▶ _The problem_
Transcribe exactly the lines that fall between the one holding "task | indicate the bare" and the one holding "task | indicate the yellow-brown", inclusive, from the entries below.

»»

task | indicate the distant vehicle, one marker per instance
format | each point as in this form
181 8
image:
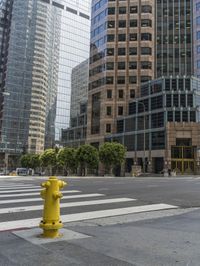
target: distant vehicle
22 171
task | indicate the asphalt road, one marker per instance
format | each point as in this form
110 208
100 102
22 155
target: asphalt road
167 236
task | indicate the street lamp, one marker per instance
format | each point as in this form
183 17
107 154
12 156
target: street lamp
144 135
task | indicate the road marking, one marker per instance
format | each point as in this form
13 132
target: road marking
66 205
29 223
65 197
20 190
18 187
34 193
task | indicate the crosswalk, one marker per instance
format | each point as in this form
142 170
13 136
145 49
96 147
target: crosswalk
21 206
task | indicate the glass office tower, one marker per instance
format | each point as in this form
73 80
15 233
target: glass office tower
196 20
144 87
41 41
74 48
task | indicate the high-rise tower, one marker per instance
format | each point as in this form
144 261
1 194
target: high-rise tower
144 87
41 41
121 58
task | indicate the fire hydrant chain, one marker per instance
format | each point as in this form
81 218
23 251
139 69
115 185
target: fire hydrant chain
51 194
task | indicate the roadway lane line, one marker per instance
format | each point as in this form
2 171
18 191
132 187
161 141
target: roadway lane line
64 197
34 193
29 223
15 188
20 190
66 205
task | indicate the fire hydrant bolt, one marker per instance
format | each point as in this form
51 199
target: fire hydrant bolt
51 222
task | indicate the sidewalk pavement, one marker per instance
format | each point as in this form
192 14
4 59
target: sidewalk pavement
166 238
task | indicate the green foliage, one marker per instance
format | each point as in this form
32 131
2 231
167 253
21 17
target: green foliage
48 158
111 154
25 161
35 161
30 161
87 156
66 158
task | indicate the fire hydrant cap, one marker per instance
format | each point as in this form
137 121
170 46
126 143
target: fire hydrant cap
53 177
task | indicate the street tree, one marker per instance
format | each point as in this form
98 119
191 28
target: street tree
66 158
87 157
35 161
48 160
25 161
111 154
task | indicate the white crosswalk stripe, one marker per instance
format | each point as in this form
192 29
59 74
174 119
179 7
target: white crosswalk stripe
93 206
64 197
63 205
16 188
20 190
33 193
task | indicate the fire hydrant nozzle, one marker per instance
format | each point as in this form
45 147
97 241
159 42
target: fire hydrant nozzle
51 194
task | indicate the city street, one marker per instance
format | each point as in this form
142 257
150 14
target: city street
107 221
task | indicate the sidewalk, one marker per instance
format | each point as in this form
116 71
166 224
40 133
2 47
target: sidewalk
165 238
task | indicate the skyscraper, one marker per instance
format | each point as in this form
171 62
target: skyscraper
41 41
121 58
144 87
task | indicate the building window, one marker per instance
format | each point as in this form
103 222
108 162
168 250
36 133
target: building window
122 24
120 80
146 65
147 9
120 126
132 80
109 66
132 93
133 23
111 24
110 51
132 50
120 94
122 10
111 11
110 38
122 37
146 23
121 51
120 110
109 94
133 36
146 37
109 80
108 128
109 110
132 65
146 51
121 65
133 9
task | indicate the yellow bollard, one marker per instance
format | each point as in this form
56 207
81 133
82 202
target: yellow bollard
51 194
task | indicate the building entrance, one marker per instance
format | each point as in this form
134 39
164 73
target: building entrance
182 159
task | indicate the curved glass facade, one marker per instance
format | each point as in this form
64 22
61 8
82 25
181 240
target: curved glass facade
43 41
196 12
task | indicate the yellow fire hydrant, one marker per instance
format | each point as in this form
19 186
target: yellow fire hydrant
51 194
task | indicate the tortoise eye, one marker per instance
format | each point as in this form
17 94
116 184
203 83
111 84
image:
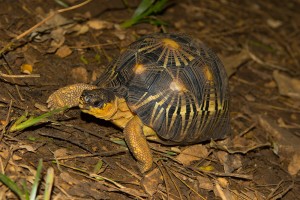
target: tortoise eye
98 104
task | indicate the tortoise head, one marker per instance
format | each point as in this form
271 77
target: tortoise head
100 103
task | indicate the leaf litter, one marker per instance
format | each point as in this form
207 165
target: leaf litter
259 51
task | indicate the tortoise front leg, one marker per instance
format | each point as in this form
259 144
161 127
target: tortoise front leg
68 95
137 143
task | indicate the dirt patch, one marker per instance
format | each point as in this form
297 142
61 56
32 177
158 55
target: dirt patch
259 45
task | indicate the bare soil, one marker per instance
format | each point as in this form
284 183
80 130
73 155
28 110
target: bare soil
259 43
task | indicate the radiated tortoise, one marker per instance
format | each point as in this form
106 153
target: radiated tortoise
167 87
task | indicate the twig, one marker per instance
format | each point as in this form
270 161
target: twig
6 121
221 174
213 144
192 189
274 196
129 171
248 129
19 76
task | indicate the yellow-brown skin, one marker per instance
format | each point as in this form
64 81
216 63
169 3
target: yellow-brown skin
118 113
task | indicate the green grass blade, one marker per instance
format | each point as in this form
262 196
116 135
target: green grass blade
143 6
36 180
32 121
12 186
144 10
49 183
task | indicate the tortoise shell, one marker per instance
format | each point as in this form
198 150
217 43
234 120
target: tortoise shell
175 84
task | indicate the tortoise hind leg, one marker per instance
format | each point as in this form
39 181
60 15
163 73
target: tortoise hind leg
68 95
137 143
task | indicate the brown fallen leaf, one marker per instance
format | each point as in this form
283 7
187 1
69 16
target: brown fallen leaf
66 177
205 183
288 86
294 166
192 153
151 181
100 24
63 51
26 68
60 153
80 74
232 63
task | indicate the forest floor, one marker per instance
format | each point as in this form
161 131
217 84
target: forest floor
259 44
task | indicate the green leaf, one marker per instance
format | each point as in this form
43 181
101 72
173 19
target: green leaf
145 9
36 180
12 186
49 183
143 6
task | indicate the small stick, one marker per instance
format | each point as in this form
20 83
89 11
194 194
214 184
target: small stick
19 76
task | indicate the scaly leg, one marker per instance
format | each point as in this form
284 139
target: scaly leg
68 95
137 143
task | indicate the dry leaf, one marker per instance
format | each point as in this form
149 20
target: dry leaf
99 24
16 157
60 153
232 63
205 183
294 165
28 148
151 181
80 74
192 153
80 29
69 179
26 68
287 85
274 23
63 51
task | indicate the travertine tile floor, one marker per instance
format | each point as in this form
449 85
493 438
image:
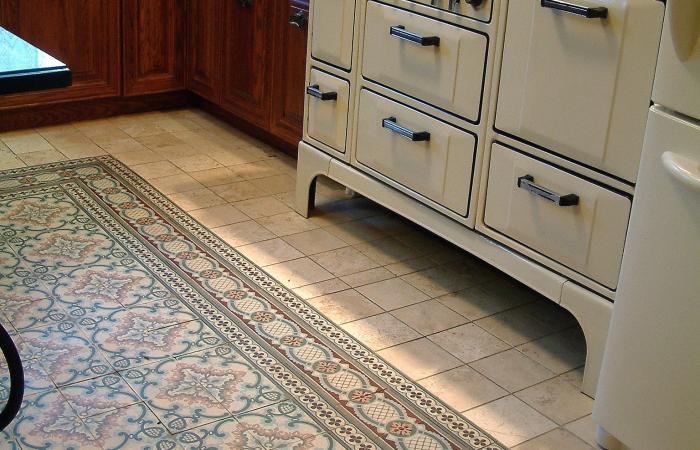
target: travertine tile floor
510 360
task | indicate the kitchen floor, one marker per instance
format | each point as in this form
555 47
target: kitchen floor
508 359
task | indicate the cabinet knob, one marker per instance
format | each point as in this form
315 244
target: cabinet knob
299 19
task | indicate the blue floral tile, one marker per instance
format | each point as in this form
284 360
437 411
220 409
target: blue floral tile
172 390
131 428
46 421
66 355
36 380
99 395
283 426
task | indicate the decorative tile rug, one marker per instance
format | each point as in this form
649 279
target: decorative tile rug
141 329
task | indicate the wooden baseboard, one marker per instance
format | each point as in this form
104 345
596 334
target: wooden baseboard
289 148
34 116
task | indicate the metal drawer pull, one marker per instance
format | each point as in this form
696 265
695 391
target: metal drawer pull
527 182
400 32
599 12
315 91
416 136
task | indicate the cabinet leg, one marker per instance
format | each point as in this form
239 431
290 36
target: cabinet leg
607 441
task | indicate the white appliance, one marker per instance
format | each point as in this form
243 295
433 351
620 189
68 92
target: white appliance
649 392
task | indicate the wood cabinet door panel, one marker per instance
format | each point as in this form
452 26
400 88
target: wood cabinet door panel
247 32
204 48
289 69
153 46
84 34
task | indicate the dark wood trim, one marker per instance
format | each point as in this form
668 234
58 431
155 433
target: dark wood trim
58 113
245 126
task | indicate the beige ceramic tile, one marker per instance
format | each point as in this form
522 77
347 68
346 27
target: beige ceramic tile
218 216
528 322
510 420
392 294
381 331
235 192
270 252
463 388
419 359
215 177
263 207
343 261
42 157
429 317
285 223
125 145
345 306
558 400
196 163
138 157
25 141
82 151
243 233
196 199
512 370
560 352
311 291
558 439
367 277
469 342
585 428
157 169
176 183
485 300
441 280
315 241
299 272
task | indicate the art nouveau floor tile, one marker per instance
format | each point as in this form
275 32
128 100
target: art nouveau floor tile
139 338
47 421
99 395
173 391
131 428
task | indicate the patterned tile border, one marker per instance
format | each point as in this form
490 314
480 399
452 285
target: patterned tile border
362 400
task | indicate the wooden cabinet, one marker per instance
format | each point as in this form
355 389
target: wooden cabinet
82 33
246 37
203 48
153 46
288 70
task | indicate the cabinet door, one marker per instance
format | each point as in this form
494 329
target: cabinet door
247 32
153 46
204 48
82 33
289 64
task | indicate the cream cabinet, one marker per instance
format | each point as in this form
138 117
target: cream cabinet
327 102
332 31
438 63
430 157
576 78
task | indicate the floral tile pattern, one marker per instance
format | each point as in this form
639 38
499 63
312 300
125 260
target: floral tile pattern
140 329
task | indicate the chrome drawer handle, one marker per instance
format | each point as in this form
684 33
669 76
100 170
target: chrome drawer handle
315 91
416 136
527 182
400 32
590 13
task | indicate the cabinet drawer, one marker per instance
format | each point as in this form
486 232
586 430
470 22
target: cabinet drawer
579 86
587 236
327 106
482 12
437 164
332 31
446 69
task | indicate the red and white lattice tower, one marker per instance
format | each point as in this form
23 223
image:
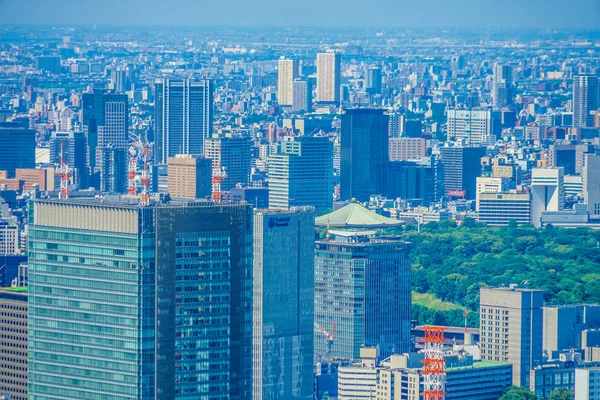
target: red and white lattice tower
145 199
434 375
64 172
132 169
219 175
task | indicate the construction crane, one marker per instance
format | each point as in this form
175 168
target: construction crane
219 175
64 172
329 336
145 179
137 151
132 168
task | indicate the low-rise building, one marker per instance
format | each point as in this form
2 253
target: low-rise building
13 351
587 383
498 209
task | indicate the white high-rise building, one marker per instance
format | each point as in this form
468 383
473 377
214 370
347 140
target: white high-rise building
591 182
329 67
586 94
511 329
547 192
474 126
184 117
491 185
287 72
502 88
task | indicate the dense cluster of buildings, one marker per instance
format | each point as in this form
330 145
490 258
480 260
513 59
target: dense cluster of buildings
159 196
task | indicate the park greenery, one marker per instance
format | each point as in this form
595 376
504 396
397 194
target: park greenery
451 263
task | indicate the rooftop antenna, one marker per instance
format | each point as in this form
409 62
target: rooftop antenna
64 172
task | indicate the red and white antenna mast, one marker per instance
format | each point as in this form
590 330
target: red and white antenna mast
434 375
65 173
145 199
132 169
219 175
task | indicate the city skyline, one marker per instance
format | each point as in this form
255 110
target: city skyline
438 13
315 213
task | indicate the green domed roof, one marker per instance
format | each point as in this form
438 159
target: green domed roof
355 215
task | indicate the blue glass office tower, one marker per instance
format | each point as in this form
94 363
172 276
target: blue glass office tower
363 285
130 302
283 306
364 153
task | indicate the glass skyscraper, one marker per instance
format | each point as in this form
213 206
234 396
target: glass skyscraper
363 285
184 117
130 302
301 173
283 306
364 153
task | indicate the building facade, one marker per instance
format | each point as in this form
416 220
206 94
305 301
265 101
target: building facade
587 383
301 173
511 329
13 351
329 67
461 167
407 149
189 176
287 72
547 192
477 127
363 285
17 149
74 153
233 155
499 209
123 305
184 117
591 183
364 153
283 305
586 98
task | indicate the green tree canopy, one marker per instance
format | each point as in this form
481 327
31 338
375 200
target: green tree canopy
518 393
562 394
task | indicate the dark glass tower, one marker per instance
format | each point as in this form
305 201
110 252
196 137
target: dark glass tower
364 153
131 302
363 285
17 149
461 166
105 123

««

▶ _Expected output_
task | indicate the bare soil, one marker per instance
format | each point as in this form
284 183
80 130
73 155
28 110
target: bare soil
259 43
task | indicate the radiated tortoise, one marker per instance
format | each point as in this form
106 153
target: radiated tortoise
167 87
task | indicate the twig, one marker per instance
format | each point as in this form
270 161
target: twig
6 121
221 174
213 144
192 189
274 196
129 171
248 129
19 76
task | indicate the yellow-brown skin, one marker per instance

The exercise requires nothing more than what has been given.